**Short problem**
Output the lines as a JSON list of strings, one string per line and no blank lines. Begin at the first line and continue through the line containing "[(135, 149), (88, 67), (59, 168), (34, 71)]".

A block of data
>> Begin
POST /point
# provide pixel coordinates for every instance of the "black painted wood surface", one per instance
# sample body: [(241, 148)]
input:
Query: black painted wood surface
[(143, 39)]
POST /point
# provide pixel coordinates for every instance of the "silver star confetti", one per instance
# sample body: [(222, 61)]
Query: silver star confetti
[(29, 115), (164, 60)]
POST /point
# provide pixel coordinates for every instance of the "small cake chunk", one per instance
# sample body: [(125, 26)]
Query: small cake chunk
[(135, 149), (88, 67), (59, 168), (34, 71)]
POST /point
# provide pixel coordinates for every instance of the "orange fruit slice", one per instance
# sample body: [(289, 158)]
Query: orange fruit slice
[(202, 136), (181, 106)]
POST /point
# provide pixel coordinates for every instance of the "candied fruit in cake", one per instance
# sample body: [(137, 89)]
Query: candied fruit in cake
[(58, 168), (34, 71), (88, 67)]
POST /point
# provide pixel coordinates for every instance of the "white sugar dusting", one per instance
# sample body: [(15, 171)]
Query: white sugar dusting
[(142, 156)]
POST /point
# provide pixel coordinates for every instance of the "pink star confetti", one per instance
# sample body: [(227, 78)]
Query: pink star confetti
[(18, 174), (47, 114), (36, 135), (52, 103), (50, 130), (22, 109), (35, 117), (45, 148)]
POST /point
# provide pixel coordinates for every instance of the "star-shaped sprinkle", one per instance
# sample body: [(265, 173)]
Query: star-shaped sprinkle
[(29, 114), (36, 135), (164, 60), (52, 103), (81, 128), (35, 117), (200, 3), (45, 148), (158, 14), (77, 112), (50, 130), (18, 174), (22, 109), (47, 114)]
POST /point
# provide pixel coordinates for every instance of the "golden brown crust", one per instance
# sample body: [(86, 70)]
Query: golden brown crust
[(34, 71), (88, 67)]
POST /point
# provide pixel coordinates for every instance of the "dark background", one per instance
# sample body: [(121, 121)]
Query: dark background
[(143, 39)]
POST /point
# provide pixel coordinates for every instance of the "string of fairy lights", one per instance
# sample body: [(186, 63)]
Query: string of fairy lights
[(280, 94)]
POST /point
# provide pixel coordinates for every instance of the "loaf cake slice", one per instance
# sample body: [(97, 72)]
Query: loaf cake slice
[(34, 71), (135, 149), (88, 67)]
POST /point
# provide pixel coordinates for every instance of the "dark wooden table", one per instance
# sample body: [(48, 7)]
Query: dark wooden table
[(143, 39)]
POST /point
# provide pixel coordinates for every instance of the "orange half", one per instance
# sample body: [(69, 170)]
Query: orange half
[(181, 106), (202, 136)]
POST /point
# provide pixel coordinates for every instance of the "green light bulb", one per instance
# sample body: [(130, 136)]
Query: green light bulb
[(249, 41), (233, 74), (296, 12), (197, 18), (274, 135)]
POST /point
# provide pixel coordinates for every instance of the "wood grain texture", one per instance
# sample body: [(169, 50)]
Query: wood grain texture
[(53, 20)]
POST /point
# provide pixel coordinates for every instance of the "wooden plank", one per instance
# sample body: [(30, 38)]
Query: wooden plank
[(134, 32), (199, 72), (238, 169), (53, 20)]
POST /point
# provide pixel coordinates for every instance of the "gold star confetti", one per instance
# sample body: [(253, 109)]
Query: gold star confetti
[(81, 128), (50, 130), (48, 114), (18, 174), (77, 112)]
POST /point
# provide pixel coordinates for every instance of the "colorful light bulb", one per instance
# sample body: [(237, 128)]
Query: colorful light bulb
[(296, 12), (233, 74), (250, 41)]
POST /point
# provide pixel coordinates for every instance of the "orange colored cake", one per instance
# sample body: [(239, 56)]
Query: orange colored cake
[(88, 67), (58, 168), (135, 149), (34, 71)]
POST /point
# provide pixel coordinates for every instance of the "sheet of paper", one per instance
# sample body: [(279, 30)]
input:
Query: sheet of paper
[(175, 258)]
>> End
**The output**
[
  "POST /point",
  "# provide pixel coordinates for every instance of the \"black painted wood surface\", one per instance",
  "# sample body: [(241, 148)]",
  "input:",
  "Query: black painted wood surface",
  "[(143, 39)]",
  "POST /point",
  "# provide pixel coordinates for every instance of the \"silver star confetti\", one per instance",
  "# sample body: [(222, 61)]",
  "Query: silver star confetti",
  "[(29, 115), (164, 60)]",
  "POST /point",
  "# provide pixel coordinates for every instance of the \"small cake chunk\", one per instance",
  "# sample body: [(125, 26)]",
  "Query: small cake chunk",
  "[(135, 149), (88, 67), (59, 168), (34, 71)]"
]